TRAVAIL DEMANDÉ: Reproduisez intégralement et à l'identique l'extrait source sur la chasse baleinière à Ikitsuki et la demeure des Masutomi.

Lorsque l’on songee à ces combats frénétiques entre baleines et humains, on ne peut que ressentir qu'un profond respect pour ces hommes bien sûr, mais aussi pour les baleines.
Des chrétiens cachés égalementEn marchant un peu le long d’un chemin en pente depuis le port de pêche, on trouve une imposante demeure entourée d’un mur en pierre. Il s’agit de la maison bâtit en 1848 où les chefs du clan Masutomi ont résidé de génération en génération.
(Photo : Maison des Masutomi, héritiers des techniques de chasse baleinière.)
En septembre de cette année (ndt : 2004), cette demeure a fait l’objet d’un rapport et devrait être prochainement enregistré au patrimoine culturel tangible national. M. Masutomi Tetsurô (68 ans) qui réside actuellement à Fukuoka, retourne occasionnellement dans cette maison. Il était présent le jour où je me suis rendu à Ikitsuki.
Les Masutomi ont occupé la fonction de dirigeant du kujiragumi durant sept générations depuis la période d’Edo. M. Masutomi Tetsurô fait partie de la onzième génération, soit quatre générations après le dernier dirigeant.

Entrées de données extraites:
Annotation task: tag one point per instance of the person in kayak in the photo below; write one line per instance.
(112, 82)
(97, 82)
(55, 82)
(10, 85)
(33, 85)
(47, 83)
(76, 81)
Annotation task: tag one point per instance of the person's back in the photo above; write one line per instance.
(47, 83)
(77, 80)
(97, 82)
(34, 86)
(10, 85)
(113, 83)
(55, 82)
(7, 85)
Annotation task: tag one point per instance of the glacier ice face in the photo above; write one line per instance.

--

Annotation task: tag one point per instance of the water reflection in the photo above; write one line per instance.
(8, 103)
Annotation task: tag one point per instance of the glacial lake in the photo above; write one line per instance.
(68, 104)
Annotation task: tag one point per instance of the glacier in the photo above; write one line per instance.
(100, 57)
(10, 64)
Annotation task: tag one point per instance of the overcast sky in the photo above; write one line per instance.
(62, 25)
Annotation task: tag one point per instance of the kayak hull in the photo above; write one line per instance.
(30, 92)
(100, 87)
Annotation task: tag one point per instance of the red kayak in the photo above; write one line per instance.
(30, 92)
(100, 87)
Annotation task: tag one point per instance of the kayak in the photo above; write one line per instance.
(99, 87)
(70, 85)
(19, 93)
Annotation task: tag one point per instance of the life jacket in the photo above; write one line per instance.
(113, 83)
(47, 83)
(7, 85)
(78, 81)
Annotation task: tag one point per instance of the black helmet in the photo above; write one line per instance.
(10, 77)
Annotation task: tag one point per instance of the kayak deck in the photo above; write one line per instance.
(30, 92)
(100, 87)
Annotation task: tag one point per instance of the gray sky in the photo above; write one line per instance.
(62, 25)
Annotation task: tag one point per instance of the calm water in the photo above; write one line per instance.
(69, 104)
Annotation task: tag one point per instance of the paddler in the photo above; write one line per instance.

RÉPONSE COMPLÈTE:
Lorsque l’on songee à ces combats frénétiques entre baleines et humains, on ne peut que ressentir qu'un profond respect pour ces hommes bien sûr, mais aussi pour les baleines.
Des chrétiens cachés égalementEn marchant un peu le long d’un chemin en pente depuis le port de pêche, on trouve une imposante demeure entourée d’un mur en pierre. Il s’agit de la maison bâtit en 1848 où les chefs du clan Masutomi ont résidé de génération en génération.
(Photo : Maison des Masutomi, héritiers des techniques de chasse baleinière.)
En septembre de cette année (ndt : 2004), cette demeure a fait l’objet d’un rapport et devrait être prochainement enregistré au patrimoine culturel tangible national. M. Masutomi Tetsurô (68 ans) qui réside actuellement à Fukuoka, retourne occasionnellement dans cette maison. Il était présent le jour où je me suis rendu à Ikitsuki.
Les Masutomi ont occupé la fonction de dirigeant du kujiragumi durant sept générations depuis la période d’Edo. M. Masutomi Tetsurô fait partie de la onzième génération, soit quatre générations après le dernier dirigeant.